_ESERCIZIO ASSEGNATO_
Riprendi il testo sulla legge di Stabilità 2016, riportato più avanti, e proseguilo dopo la sua ultima frase.

La legge di Stabilità per il prossimo anno contiene tagli alle tasse che non sono compensati da riduzioni di spesa. Il nostro paese dovrebbe invece approfittare del quantitative easing per far calare il debito in modo significativo. L’illusione dello scampato pericolo e l’esempio del Canada.
Tagli alle tasse e riduzioni di spesa
La legge di Stabilità 2016 appena presentata dal governo costituisce l’ennesimo rinvio al domani delle correzioni alla spesa pubblica che si sarebbero dovute fare ieri. Il governo promette tagli alle tasse senza che a questi corrispondano sufficienti riduzioni di spesa. Ancora una volta le conclusioni di una spending review vengono in gran parte accantonate. Il ministro dell’Economia italiano si trova a “negoziare” con Bruxelles una minor riduzione del deficit, ormai una consuetudine, che peraltro crea il rischio di un trattamento iniquo dei paesi con minor peso politico nell’Unione. Meglio sarebbe semplicemente rispettare pienamente le regole europee sottoscritte anche dall’Italia.

_VOCI DEL DATASET_
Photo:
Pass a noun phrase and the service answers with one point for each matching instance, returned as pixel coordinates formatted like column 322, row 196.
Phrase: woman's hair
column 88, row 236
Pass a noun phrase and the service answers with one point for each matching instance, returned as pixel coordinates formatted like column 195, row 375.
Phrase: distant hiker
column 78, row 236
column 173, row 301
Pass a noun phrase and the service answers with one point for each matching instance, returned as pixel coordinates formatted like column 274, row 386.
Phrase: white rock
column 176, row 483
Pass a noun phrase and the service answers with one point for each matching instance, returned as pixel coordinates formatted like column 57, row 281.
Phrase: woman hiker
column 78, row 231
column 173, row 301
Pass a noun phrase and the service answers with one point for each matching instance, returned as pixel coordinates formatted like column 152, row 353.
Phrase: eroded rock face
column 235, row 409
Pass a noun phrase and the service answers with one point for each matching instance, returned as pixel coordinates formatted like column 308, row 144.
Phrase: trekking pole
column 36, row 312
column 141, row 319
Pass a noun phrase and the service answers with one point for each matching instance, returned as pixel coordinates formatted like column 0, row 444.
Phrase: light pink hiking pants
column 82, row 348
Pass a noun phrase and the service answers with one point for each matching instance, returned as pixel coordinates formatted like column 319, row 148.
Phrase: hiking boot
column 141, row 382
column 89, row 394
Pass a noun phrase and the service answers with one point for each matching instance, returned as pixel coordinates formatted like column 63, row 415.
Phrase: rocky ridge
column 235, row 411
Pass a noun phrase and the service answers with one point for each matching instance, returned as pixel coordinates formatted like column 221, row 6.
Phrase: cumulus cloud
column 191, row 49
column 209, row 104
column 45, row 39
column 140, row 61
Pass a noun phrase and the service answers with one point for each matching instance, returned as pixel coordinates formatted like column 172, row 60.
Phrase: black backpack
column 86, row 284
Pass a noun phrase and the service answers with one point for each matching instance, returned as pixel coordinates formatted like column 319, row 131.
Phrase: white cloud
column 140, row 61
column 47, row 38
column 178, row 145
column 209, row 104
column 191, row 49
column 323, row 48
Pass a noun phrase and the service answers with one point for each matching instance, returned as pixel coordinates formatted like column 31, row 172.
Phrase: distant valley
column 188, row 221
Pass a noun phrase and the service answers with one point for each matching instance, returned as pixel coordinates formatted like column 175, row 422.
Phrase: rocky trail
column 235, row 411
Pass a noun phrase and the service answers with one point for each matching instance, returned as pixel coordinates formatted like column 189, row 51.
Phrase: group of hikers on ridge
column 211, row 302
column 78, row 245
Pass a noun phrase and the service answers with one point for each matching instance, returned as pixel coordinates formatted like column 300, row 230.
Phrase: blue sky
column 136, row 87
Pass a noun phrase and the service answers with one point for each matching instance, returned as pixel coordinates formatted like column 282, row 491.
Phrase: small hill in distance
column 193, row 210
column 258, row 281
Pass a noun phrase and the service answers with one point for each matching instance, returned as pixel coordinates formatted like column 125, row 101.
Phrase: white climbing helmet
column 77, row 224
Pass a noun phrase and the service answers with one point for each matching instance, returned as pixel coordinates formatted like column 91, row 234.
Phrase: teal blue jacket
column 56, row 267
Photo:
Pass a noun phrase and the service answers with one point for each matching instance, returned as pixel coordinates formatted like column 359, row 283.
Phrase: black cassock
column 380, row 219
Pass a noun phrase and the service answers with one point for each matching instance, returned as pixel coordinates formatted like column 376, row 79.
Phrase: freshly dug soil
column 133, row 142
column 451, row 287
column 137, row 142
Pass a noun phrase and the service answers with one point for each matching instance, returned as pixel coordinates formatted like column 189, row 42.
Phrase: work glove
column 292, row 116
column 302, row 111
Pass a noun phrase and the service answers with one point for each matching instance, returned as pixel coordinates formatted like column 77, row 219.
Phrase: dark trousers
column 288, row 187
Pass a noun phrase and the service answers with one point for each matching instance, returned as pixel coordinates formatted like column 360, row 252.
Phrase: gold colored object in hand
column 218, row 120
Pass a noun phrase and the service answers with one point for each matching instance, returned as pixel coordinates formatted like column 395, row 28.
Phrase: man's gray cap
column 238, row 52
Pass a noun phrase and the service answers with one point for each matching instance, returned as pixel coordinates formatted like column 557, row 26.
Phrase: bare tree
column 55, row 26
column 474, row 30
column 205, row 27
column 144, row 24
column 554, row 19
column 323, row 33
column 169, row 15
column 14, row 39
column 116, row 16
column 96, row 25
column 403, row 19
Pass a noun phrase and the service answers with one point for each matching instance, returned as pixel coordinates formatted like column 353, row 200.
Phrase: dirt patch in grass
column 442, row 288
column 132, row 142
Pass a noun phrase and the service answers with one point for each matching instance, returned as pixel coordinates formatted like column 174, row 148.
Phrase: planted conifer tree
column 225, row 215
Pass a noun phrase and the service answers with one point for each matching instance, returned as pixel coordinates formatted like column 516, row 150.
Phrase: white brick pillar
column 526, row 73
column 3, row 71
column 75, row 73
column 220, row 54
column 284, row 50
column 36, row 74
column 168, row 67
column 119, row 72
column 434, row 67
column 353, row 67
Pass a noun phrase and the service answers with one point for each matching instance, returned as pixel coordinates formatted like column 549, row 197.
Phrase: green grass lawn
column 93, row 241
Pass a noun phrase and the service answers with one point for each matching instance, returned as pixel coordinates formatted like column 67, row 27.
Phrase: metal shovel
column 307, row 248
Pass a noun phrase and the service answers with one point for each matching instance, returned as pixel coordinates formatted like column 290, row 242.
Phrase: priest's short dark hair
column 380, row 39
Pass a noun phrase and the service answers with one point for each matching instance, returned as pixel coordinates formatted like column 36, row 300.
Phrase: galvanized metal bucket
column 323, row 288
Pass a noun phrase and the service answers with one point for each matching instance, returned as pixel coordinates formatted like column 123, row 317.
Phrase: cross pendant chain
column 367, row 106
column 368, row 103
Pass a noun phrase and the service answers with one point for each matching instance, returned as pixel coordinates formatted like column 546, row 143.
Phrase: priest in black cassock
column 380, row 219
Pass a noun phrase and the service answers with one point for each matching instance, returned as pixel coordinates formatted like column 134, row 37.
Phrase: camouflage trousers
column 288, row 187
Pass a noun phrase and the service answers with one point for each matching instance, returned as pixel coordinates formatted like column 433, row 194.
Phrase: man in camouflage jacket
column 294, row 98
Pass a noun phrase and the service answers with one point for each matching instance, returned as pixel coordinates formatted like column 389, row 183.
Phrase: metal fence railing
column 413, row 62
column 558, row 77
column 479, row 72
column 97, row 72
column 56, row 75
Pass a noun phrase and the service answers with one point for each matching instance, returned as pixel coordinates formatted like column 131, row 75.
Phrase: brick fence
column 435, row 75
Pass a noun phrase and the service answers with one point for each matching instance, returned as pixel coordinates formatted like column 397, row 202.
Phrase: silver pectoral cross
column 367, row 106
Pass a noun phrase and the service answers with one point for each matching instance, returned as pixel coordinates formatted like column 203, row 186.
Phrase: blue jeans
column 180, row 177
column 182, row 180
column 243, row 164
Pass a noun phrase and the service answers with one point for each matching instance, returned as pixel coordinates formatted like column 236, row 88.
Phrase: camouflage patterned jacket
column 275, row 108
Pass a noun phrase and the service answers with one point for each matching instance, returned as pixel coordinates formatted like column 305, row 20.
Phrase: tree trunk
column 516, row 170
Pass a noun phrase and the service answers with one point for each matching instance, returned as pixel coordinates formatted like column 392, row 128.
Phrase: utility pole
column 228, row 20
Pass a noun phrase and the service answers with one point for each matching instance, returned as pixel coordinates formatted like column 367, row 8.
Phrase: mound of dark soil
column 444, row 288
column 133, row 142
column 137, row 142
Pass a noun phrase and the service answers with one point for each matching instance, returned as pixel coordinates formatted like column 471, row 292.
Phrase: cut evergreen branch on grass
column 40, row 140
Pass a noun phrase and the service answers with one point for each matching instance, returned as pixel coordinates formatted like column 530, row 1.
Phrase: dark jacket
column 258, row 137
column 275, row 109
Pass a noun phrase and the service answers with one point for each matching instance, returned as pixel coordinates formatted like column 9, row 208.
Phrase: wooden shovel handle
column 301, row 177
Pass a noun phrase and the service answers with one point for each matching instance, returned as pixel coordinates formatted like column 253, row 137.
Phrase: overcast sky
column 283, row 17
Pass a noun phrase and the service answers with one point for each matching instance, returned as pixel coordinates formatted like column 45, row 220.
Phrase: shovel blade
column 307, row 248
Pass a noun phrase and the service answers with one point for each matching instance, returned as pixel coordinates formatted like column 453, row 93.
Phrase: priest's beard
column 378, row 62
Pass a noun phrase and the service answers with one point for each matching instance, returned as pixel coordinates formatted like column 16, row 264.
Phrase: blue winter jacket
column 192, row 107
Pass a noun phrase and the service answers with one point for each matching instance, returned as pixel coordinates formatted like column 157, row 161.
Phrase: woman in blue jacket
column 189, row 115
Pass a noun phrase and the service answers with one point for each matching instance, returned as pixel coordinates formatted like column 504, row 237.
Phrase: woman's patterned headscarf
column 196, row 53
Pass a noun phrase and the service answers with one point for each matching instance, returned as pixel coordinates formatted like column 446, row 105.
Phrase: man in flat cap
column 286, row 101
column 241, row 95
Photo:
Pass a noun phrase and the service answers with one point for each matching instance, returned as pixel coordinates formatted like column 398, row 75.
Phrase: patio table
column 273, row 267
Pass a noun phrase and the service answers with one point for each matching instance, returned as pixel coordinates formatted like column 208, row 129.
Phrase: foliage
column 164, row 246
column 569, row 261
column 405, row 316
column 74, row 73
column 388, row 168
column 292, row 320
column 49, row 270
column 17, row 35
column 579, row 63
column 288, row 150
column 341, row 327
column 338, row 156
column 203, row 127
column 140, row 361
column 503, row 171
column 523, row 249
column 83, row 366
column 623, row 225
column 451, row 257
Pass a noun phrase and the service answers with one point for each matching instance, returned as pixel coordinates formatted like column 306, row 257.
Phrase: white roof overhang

_RISPOSTA AL COMPITO_
È forse troppo tardi per convincere Matteo Renzi a modificare la composizione dei tagli alle tasse e probabilmente pure a ridurne l’entità. La stragrande maggioranza degli economisti sostengono che l’ordine di priorità sia, in questi casi, il seguente: prima lavoro, poi consumo, ultima la proprietà. Per creare occupazione e crescita, uno sgravio del costo del lavoro è la strada più diretta e sicura. La strategia di Renzi è chiara: tagliare le tasse sulla casa subito gli permette di conquistare definitivamente i voti che nel passato erano confluiti su Silvio Berlusconi. Assicuratasi la stabilità politica, il presidente del Consiglio potrà abbassare altre tasse negli anni successivi. Tuttavia, affinché la strategia possa funzionare, la spesa e il debito pubblico devono essere ridotti in relazione al prodotto interno lordo. Inoltre, i tagli non possono essere lineari, ma devono concentrarsi sulle spese meno necessarie a sostenere la crescita economica. L’Italia rimane infatti sorvegliato speciale dei mercati finanziari, proprio per l’alto debito e la crescita tra le più basse al mondo negli ultimi vent’anni.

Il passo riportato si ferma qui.